### Given problem
Reproduce word for word the lines of the material below, from the line containing "of the vertical" through the end of the material, including both of those lines.

(Named-object pointing records)

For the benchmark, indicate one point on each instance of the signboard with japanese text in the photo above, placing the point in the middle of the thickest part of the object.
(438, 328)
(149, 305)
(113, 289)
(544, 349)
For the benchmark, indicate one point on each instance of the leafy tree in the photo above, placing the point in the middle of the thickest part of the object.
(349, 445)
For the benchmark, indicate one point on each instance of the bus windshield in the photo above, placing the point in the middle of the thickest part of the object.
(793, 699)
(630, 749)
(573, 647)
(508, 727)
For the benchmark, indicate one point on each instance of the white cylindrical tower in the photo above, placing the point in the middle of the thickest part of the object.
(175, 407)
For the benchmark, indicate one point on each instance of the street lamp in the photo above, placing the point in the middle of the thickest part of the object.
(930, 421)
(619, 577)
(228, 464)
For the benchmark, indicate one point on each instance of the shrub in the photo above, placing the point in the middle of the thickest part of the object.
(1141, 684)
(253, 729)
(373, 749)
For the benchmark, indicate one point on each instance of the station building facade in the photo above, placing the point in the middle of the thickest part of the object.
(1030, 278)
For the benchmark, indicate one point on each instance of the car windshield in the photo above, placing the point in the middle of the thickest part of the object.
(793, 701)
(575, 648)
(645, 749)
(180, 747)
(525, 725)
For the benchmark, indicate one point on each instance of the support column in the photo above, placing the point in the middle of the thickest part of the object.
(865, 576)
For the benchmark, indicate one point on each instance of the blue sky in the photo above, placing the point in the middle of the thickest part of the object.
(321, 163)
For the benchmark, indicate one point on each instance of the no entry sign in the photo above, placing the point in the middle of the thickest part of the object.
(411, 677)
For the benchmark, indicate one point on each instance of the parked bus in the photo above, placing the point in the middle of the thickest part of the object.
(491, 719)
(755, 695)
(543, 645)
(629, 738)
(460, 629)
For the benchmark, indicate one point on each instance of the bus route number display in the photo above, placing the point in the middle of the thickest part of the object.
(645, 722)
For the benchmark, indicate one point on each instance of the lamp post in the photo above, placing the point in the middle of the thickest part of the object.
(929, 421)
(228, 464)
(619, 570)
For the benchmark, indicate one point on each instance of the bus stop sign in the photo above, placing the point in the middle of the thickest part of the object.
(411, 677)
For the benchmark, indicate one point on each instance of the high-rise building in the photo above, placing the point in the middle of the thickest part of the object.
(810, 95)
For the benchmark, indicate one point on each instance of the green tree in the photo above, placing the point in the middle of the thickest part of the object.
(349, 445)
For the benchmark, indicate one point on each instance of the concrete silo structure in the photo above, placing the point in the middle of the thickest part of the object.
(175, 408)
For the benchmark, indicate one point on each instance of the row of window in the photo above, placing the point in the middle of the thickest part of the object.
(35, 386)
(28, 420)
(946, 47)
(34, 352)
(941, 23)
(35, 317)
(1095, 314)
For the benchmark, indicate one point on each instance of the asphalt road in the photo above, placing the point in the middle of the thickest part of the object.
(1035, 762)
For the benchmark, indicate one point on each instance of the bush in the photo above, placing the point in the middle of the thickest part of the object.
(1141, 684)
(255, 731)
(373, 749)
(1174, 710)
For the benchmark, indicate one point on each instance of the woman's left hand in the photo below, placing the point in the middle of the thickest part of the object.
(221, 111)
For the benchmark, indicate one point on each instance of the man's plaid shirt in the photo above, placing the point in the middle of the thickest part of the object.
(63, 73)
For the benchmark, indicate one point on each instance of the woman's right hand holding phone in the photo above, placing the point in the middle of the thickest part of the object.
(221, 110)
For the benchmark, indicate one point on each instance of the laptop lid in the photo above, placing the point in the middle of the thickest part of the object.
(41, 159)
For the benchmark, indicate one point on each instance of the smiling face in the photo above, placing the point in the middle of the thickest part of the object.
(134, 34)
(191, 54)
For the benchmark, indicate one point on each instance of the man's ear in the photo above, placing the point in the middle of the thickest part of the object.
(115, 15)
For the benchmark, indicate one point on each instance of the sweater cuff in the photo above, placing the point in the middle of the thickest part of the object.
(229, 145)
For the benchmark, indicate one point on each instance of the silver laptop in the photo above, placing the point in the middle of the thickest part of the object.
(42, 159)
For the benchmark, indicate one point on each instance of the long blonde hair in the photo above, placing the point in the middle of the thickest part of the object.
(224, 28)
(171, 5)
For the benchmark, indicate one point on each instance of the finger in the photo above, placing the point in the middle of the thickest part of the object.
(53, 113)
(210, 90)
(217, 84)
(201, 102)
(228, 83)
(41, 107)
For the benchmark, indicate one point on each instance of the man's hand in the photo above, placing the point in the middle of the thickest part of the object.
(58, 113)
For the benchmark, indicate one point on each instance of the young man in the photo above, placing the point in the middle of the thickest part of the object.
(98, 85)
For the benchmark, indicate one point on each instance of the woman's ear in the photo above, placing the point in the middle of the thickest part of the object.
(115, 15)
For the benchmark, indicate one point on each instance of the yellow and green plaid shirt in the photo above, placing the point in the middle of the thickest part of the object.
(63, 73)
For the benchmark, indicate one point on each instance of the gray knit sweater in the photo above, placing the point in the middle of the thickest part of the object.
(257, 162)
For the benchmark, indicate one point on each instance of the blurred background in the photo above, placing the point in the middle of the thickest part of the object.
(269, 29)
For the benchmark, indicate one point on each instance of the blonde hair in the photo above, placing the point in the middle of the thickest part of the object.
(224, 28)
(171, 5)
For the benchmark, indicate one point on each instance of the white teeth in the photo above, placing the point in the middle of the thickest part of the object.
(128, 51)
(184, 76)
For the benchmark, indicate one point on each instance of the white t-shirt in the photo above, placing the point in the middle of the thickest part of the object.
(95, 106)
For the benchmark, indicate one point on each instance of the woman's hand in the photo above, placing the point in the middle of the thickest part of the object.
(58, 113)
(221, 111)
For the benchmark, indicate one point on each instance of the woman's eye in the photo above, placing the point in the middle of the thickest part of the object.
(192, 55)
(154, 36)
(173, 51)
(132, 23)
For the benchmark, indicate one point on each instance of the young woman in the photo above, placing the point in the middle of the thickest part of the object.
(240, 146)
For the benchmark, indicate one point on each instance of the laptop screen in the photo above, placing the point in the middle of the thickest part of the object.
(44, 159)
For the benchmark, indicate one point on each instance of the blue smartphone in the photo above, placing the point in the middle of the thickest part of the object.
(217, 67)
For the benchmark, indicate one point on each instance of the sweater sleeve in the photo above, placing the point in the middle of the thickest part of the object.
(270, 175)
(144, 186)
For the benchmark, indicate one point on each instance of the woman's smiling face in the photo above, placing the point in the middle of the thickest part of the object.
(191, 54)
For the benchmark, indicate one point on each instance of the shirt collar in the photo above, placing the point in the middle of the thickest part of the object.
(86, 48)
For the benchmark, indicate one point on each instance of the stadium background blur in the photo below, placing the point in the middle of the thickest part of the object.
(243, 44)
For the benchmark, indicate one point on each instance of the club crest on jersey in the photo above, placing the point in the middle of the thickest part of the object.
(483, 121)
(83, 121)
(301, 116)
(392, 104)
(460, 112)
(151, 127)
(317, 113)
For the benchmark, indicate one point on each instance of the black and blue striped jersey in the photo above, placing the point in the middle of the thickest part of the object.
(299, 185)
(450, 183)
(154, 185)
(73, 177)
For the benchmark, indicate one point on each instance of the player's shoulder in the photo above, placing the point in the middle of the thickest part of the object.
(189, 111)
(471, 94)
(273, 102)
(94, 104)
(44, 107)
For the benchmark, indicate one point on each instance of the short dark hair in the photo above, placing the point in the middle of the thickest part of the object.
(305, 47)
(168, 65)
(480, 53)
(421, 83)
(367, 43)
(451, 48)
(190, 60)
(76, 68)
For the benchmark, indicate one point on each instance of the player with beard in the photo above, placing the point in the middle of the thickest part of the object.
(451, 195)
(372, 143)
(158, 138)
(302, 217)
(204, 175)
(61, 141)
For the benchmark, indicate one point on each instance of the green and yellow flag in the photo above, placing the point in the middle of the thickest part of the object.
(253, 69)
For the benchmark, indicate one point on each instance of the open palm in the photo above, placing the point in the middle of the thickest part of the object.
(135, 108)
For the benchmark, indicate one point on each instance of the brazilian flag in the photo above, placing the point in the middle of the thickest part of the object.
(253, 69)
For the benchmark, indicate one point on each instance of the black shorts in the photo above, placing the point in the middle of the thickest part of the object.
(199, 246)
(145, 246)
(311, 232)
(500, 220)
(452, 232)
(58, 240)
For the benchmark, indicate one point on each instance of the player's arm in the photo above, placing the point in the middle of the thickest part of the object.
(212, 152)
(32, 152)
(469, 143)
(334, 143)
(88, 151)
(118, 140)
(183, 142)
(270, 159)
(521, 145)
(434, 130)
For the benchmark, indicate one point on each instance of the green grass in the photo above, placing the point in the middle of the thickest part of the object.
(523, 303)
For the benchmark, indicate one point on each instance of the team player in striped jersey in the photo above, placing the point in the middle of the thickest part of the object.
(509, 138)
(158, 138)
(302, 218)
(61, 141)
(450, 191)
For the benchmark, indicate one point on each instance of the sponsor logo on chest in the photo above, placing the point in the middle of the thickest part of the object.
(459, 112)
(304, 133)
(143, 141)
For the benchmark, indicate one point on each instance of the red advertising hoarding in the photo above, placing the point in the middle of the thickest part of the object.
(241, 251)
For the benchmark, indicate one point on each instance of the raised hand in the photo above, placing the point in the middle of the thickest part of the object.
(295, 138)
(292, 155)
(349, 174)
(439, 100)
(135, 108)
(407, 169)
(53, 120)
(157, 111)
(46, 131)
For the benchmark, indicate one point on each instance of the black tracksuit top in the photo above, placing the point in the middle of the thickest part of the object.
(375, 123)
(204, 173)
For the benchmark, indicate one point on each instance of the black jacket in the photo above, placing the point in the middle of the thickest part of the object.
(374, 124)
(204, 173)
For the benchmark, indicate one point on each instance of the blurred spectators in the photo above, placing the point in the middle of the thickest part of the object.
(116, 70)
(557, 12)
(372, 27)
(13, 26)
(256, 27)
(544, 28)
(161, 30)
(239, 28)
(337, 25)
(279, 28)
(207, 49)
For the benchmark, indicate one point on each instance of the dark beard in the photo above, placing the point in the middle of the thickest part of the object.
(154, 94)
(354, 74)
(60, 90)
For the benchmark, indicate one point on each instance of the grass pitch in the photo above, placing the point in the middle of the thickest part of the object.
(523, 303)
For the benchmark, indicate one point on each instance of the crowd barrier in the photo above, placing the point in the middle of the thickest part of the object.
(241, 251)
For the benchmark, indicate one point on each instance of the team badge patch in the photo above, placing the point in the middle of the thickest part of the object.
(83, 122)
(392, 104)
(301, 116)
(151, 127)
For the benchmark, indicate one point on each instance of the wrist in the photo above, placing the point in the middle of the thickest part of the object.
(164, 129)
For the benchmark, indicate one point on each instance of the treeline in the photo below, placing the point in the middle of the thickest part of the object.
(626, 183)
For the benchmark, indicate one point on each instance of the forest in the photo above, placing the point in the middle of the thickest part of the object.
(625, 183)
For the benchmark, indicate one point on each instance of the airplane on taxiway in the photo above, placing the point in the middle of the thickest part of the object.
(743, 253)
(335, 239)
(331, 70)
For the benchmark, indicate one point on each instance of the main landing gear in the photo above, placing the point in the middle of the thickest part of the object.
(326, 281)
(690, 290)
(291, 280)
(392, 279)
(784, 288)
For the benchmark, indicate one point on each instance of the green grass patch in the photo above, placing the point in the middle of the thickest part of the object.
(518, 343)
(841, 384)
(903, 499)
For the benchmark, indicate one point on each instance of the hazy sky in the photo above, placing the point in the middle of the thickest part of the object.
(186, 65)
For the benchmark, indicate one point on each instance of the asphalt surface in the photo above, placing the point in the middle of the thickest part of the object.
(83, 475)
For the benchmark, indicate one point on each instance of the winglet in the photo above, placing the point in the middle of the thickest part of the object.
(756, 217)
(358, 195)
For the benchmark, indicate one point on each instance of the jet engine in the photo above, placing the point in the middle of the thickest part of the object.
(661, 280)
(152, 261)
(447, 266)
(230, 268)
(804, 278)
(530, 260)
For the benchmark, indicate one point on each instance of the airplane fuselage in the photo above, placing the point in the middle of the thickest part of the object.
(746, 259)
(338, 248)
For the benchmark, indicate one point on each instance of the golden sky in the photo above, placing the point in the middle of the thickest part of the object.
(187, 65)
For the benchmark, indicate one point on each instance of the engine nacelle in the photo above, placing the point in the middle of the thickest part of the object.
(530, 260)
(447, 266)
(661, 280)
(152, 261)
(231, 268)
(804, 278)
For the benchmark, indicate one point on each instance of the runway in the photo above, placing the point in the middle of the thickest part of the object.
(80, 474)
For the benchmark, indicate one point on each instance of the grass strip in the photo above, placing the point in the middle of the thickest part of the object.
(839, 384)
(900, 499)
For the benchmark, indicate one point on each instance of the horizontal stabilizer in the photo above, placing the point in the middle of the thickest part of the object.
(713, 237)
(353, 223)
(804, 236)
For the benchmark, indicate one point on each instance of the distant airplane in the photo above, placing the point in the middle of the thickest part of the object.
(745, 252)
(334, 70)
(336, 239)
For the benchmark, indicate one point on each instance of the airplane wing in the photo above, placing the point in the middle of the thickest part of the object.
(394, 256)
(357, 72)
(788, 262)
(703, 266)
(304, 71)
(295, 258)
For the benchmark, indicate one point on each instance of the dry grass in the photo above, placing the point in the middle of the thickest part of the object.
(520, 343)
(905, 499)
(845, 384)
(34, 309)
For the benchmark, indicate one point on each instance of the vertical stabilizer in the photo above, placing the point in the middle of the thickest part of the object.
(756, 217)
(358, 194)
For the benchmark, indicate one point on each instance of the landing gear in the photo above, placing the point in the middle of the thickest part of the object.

### Task output
For the benchmark, indicate one point on each instance of the vertical stabilizer in the photo above, placing the point in the middle of the thickest part of the object.
(756, 217)
(358, 194)
For the benchmark, indicate one point on each instance of the landing gear in the photo above, placing the point in the middle of the thickest part of the object.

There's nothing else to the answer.